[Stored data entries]
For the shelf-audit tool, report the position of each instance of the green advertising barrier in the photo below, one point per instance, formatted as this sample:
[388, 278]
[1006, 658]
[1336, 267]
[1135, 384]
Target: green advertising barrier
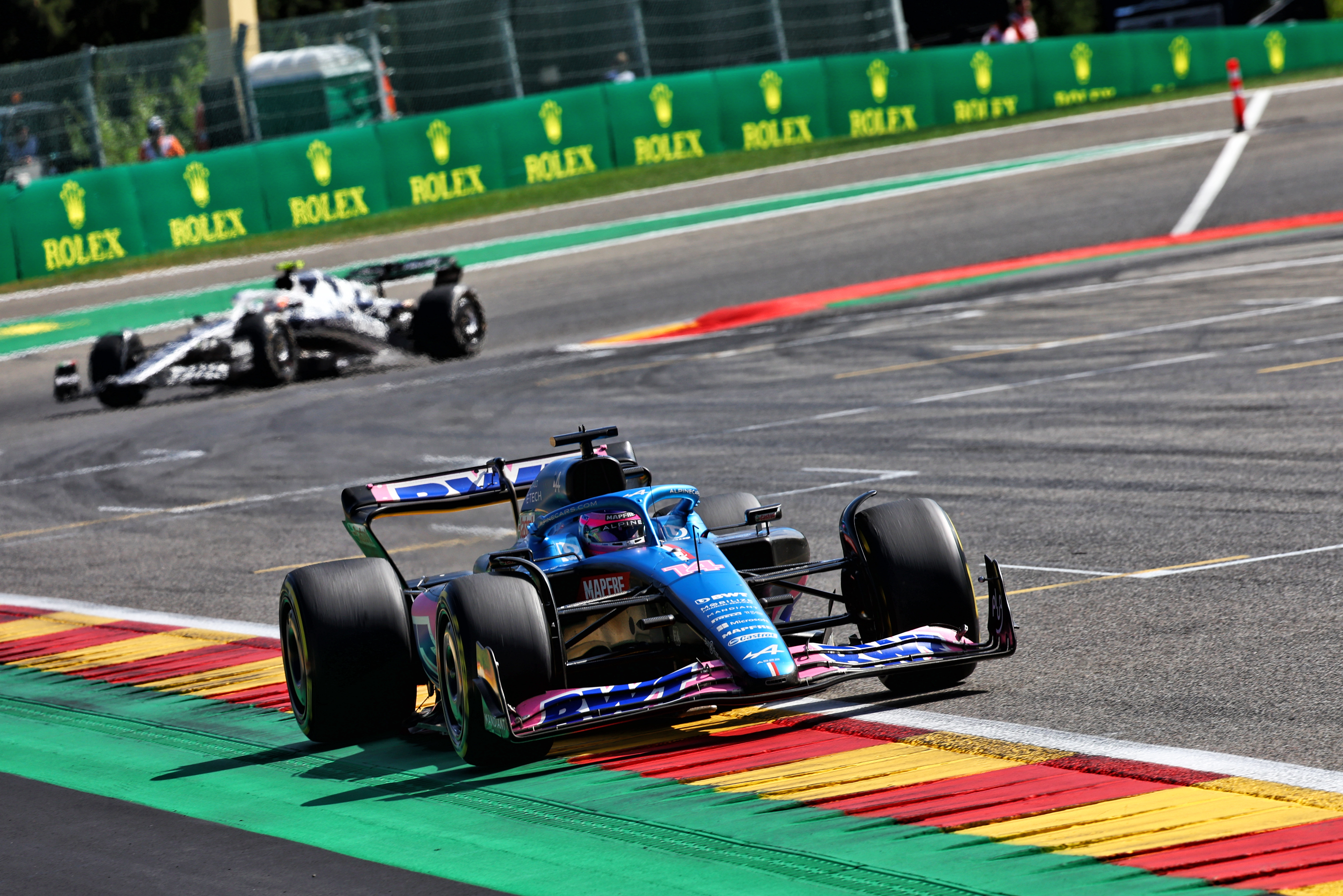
[1166, 61]
[664, 120]
[879, 94]
[319, 179]
[74, 221]
[436, 159]
[9, 266]
[767, 106]
[982, 82]
[554, 136]
[202, 199]
[1076, 72]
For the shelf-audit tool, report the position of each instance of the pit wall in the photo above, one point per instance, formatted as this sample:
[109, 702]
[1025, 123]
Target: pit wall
[97, 216]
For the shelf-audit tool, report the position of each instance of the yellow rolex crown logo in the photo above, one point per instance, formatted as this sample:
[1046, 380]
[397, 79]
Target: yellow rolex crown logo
[320, 156]
[878, 77]
[1276, 46]
[73, 198]
[550, 116]
[438, 133]
[661, 98]
[771, 85]
[1082, 56]
[198, 182]
[984, 66]
[1180, 57]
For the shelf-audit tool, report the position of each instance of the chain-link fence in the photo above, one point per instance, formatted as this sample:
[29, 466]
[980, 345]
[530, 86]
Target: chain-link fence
[380, 61]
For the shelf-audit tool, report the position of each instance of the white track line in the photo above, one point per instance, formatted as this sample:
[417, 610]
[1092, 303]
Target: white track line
[1223, 168]
[1086, 744]
[60, 604]
[85, 471]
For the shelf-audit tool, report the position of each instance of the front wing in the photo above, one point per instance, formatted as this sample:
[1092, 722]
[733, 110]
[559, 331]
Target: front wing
[703, 684]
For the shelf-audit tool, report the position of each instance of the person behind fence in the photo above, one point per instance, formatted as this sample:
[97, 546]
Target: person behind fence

**Problem to solve:**
Make an exact copy of the records above, with the pictures left out.

**Response:**
For the shelf-audit tool, report the position of each instance of the green advertising barrier in the photo below, one point per instance, formatted as this sample:
[388, 278]
[1006, 658]
[1336, 267]
[1135, 384]
Target: green advertising barrier
[1166, 61]
[664, 120]
[879, 94]
[319, 179]
[74, 221]
[436, 159]
[9, 266]
[767, 106]
[982, 82]
[554, 136]
[202, 199]
[1076, 72]
For the shelf-audit tool, report the position of each instance of the pit wall in the photo above, one point per instance, formatted as this sample:
[109, 702]
[1025, 123]
Target: pit wall
[97, 216]
For the shelf-audit tool, report the position of each instance of the yellow rolex crown logo in the photo above, one point per instance, formatted as this sample:
[1046, 380]
[397, 79]
Target: yellow rolex crown logo
[320, 156]
[878, 77]
[1276, 46]
[73, 198]
[550, 116]
[438, 133]
[661, 98]
[771, 85]
[1082, 56]
[198, 182]
[984, 66]
[1180, 57]
For the shelf-audit tool, report the position of each instance of the chain-link fence in the photo above, one point per instance, formatted as this sample:
[29, 466]
[980, 345]
[530, 86]
Target: chain-link fence
[380, 61]
For the shelf-audit tool, report the position of each instance of the white track line in the photo above, one point per instance, formatted as this sample:
[417, 610]
[1092, 303]
Target: white track line
[1223, 168]
[1086, 744]
[60, 604]
[85, 471]
For the shelf-audit tool, report the position of each instance of the front wing in the photo above, one point per instance, formatted as this sample:
[1092, 722]
[733, 110]
[559, 331]
Target: front wing
[703, 684]
For the shelf-audit tool, report the position of each instance of the person behind fence in the photo above, one point per instance, formatted as this sample:
[97, 546]
Target: person behind fence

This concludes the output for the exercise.